▶ **Task to complete**
Copy the coffee tariff text from "3.3 The representative" through "Coffee Organization (ICO).", swapping in "Spanish government" wherever "Spanish authorities" appears.
--- Begin Quoted text ---
3.1 The representative of Brazil argued that by introducing a 7 per cent tariff rate on imports of unroasted, non-decaffeinated coffee of the "unwashed Arabica" and Robusta groups, while affording duty-free treatment to coffee of other groups, the new Spanish tariff régime was discriminatory against Brazil, which exports mainly "unwashed Arabica", but also Robusta coffee, and therefore was in violation of Article I:1 of the General Agreement, according to which:

"... any advantage, favour, privilege or immunity granted by any contracting party to any product originating in ... any other country shall be accorded immediately and unconditionally to the like product originating in ... the territories of all other contracting parties."

3.2 In this connection, he noted that, as did Spain herself under her previous tariff régime, no other contracting party discriminated in its customs tariff as between "types" or as among "groups" of coffee.

3.3 The representative of Spain, stressed that no contracting party was obliged to retain either its tariff structure, or its duties, applicable to the importation of products which have not been bound. He recalled that the Brussels nomenclature adopted by Spain did specify tariff headings but left it to each country to establish, if it is so wished, sub-headings within these headings. Accordingly, the Spanish authorities had the right to establish within a given heading the sub-divisions which were most suited to the characteristics of Spain's foreign trade, while respecting, as Spain has done on many occasions, the bound duties previously negotiated.2 The classification criterion adopted was based on classifications made by international organizations, specifically the International Coffee Organization (ICO).
--- End Quoted text ---
--- Begin Raw data ---
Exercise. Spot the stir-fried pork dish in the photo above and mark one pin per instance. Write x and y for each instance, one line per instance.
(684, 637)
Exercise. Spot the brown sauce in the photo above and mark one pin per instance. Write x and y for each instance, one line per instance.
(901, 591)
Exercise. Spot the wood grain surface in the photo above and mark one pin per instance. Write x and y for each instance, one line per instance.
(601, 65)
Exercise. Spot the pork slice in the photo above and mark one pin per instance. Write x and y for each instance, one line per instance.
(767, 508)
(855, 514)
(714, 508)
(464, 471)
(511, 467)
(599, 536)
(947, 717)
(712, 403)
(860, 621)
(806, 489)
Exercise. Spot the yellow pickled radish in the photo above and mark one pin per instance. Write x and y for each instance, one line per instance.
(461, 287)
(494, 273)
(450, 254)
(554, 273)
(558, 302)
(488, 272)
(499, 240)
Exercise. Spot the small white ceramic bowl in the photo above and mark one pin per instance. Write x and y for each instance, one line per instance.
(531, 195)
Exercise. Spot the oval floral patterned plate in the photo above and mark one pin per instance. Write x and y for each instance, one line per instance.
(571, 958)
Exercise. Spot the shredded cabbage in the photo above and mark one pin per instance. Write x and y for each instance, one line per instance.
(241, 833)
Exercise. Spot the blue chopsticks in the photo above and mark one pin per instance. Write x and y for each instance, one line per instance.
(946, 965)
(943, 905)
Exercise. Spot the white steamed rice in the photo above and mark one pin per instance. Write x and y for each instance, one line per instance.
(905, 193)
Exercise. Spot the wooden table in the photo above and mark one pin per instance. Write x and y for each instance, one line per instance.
--- End Raw data ---
▶ **Task answer**
3.3 The representative of Spain, stressed that no contracting party was obliged to retain either its tariff structure, or its duties, applicable to the importation of products which have not been bound. He recalled that the Brussels nomenclature adopted by Spain did specify tariff headings but left it to each country to establish, if it is so wished, sub-headings within these headings. Accordingly, the Spanish government had the right to establish within a given heading the sub-divisions which were most suited to the characteristics of Spain's foreign trade, while respecting, as Spain has done on many occasions, the bound duties previously negotiated.2 The classification criterion adopted was based on classifications made by international organizations, specifically the International Coffee Organization (ICO).